INSTRUCTION:
Set down exactly the lines that run from the line with "find gorman sign" to the end of the data, and nothing else.
━━━━━ WORKING DATA
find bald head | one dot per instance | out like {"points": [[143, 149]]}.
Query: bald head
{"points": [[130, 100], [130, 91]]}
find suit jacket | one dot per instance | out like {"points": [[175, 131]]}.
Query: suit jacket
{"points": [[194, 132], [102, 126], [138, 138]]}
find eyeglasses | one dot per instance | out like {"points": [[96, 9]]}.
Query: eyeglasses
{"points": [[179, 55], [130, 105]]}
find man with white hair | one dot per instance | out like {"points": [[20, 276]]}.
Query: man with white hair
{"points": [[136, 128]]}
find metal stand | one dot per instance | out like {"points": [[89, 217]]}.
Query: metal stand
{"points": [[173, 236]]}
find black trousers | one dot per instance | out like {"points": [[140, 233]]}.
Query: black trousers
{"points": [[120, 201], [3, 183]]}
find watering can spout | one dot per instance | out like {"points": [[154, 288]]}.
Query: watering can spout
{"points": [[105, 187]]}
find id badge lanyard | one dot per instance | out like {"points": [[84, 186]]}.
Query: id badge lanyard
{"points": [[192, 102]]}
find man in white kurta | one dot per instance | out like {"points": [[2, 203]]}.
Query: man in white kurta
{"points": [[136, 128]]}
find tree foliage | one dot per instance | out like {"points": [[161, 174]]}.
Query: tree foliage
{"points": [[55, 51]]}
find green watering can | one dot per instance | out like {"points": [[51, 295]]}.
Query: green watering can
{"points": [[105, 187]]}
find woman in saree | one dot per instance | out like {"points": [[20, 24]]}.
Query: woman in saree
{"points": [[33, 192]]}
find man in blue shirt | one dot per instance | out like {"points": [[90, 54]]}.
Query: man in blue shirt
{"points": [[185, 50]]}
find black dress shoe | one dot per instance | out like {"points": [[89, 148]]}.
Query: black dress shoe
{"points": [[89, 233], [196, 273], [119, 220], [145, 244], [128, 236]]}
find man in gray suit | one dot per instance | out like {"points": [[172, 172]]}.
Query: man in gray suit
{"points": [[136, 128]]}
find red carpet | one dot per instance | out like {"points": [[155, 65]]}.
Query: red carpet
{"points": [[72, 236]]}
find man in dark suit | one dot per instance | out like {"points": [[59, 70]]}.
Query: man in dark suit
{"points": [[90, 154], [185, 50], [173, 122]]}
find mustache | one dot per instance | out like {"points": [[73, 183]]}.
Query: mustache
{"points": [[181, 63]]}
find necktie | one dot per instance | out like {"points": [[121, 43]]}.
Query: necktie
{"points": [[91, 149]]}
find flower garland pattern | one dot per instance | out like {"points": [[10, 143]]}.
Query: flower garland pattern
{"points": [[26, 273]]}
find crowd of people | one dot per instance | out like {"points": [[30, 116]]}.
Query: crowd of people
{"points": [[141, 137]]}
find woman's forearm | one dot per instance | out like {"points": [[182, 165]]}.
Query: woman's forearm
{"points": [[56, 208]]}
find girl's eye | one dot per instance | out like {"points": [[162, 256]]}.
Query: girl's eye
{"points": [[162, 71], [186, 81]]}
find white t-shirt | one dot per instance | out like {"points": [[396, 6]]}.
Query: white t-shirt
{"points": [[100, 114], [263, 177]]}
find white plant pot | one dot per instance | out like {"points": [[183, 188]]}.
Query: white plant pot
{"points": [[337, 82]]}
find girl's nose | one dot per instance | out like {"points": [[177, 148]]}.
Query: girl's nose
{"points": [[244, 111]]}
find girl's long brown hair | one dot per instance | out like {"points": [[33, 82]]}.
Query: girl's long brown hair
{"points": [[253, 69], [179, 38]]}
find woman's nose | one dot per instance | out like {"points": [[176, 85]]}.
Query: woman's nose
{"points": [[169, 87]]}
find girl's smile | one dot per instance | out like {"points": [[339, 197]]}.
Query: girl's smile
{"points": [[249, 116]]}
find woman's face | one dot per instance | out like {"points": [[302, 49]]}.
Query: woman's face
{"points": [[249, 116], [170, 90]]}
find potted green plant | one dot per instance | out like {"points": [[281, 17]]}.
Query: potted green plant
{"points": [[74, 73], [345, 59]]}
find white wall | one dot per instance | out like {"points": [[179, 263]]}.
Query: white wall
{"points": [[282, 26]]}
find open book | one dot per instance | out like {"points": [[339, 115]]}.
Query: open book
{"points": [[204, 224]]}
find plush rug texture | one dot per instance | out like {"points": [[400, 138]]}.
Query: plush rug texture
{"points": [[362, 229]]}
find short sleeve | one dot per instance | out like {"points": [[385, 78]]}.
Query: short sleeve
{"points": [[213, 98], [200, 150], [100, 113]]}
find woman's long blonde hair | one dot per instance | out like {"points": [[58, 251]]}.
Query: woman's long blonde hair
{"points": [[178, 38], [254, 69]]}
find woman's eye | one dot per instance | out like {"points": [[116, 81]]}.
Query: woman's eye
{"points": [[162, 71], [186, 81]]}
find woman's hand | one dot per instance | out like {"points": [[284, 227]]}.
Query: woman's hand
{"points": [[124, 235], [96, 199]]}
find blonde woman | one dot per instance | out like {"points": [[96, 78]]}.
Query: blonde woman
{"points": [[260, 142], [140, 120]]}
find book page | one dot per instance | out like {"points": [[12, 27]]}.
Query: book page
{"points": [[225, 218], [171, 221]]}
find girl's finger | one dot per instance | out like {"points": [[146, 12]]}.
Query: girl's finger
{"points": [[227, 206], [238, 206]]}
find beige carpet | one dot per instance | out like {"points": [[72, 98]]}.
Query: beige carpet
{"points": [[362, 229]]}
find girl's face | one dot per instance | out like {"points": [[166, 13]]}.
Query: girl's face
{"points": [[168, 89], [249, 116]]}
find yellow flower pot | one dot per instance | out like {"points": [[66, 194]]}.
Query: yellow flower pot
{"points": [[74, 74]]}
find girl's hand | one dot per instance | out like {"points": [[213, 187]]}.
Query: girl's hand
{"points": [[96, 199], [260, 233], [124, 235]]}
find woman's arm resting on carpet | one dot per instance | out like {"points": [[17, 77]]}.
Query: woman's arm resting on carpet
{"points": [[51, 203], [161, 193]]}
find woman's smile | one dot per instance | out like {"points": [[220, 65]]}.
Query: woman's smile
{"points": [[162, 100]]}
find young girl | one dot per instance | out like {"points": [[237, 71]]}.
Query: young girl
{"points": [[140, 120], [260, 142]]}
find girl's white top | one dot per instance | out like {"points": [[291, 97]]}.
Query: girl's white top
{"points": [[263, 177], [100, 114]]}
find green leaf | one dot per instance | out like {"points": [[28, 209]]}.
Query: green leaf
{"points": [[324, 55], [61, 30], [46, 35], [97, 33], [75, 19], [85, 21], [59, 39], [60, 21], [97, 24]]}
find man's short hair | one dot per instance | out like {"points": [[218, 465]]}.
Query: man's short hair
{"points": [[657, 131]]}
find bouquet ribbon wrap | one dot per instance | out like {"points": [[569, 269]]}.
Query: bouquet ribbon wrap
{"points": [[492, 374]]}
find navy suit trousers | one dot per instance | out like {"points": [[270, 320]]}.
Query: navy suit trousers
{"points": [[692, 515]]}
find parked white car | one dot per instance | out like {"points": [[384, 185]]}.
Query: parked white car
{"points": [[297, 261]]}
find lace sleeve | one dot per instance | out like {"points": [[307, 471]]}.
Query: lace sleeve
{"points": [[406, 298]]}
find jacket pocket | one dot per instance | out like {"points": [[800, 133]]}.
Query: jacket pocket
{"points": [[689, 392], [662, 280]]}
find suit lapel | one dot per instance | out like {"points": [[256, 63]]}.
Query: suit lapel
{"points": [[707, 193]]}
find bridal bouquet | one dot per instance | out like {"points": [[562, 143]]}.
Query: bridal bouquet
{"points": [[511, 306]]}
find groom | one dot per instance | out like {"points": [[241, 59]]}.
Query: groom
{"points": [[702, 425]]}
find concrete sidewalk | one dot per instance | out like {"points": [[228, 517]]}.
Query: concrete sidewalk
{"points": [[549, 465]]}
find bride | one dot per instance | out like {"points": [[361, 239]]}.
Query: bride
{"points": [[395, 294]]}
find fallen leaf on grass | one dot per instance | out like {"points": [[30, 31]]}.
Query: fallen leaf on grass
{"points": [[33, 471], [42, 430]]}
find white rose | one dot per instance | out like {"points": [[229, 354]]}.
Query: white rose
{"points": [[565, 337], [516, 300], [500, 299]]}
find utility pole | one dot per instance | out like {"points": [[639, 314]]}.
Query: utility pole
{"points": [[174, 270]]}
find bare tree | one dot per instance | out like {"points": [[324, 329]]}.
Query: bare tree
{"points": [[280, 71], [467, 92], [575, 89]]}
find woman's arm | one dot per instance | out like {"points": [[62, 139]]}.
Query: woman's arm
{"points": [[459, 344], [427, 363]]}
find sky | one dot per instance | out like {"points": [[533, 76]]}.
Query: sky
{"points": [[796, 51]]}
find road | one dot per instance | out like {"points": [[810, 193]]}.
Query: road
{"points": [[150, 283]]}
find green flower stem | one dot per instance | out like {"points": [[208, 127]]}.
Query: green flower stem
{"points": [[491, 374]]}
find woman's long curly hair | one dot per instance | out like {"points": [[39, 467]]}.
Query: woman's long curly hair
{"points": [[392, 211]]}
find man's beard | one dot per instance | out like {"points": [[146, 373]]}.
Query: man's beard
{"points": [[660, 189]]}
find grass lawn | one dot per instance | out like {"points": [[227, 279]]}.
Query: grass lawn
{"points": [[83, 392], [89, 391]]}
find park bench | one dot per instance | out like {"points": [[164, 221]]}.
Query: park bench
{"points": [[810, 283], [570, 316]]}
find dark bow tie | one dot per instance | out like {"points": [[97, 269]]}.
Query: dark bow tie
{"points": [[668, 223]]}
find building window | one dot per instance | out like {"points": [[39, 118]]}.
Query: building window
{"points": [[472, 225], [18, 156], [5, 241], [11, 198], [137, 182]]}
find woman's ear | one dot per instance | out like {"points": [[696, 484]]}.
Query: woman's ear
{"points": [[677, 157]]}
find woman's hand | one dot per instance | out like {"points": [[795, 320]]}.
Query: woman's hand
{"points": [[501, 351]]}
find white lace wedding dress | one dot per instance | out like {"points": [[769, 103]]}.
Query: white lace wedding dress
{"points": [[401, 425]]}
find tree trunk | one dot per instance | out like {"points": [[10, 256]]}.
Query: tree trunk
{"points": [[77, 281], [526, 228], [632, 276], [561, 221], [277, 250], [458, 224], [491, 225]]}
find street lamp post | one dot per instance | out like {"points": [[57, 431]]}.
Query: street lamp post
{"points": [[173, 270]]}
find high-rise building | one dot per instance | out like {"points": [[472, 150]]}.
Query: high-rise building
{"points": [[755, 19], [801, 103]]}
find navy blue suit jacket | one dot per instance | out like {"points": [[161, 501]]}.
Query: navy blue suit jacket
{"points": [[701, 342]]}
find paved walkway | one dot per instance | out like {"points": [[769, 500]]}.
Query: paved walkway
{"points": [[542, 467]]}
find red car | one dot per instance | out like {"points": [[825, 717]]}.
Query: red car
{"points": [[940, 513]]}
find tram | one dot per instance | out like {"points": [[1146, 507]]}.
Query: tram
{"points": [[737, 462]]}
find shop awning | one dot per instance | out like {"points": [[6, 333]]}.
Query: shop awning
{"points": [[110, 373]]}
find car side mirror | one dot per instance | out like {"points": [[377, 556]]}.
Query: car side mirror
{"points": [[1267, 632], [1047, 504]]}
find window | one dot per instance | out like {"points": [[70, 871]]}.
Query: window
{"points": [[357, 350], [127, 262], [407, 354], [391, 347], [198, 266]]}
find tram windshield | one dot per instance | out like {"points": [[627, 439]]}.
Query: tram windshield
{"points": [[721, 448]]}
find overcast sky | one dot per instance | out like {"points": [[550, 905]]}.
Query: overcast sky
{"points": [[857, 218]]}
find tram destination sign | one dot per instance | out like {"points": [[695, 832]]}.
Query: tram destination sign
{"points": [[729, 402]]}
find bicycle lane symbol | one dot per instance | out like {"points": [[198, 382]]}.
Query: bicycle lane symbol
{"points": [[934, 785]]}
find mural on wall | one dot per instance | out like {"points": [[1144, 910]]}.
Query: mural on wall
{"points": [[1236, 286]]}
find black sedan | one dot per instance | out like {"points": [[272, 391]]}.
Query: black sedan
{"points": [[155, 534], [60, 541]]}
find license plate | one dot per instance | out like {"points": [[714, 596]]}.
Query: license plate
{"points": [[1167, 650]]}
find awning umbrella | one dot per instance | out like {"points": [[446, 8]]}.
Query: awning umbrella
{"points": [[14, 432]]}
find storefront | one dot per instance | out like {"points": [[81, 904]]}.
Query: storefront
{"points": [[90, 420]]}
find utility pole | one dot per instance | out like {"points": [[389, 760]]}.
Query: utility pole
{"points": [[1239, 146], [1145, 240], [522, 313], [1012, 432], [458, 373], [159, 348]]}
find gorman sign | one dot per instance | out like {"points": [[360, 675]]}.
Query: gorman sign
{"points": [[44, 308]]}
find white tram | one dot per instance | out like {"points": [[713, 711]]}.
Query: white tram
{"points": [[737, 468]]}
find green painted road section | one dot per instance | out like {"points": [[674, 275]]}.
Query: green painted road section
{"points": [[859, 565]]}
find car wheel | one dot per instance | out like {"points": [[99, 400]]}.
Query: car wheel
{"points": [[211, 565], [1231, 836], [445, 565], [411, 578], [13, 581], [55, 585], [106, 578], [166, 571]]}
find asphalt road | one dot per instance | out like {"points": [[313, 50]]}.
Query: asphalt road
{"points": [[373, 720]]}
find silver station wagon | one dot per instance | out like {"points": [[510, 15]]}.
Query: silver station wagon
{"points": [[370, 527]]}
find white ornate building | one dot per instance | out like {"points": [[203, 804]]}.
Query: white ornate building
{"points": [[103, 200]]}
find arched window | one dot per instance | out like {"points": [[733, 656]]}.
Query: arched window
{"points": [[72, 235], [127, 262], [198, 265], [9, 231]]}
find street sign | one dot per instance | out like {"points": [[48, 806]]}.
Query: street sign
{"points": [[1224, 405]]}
━━━━━━━━━━
FINISHED EXERCISE:
find gorman sign | one dot per instance | out like {"points": [[360, 675]]}.
Query: gorman sign
{"points": [[44, 308]]}
find white tram | one dot per instance | out like {"points": [[713, 711]]}.
Query: white tram
{"points": [[737, 468]]}
find green painted road section | one dot per instance | out like {"points": [[674, 275]]}.
Query: green painted road section
{"points": [[859, 565]]}
find car wheel | one dot per instance | out like {"points": [[99, 400]]}.
Query: car wheel
{"points": [[211, 565], [1231, 836], [445, 565], [411, 578], [13, 581], [55, 585], [106, 578], [166, 571]]}
find asphalt road | one dot per instance | out like {"points": [[313, 50]]}.
Query: asphalt road
{"points": [[373, 720]]}
find silver station wagon | one dot per instance | out like {"points": [[510, 15]]}.
Query: silver station wagon
{"points": [[370, 527]]}
find white ornate building | one dot per instance | out like {"points": [[203, 804]]}.
Query: white ornate building
{"points": [[103, 200]]}
find arched window | one dot per instance | out like {"points": [[733, 656]]}.
Query: arched window
{"points": [[72, 235], [127, 262], [198, 265], [9, 231]]}
find street sign | one dot per instance | out like {"points": [[48, 806]]}.
Query: street sign
{"points": [[1224, 405]]}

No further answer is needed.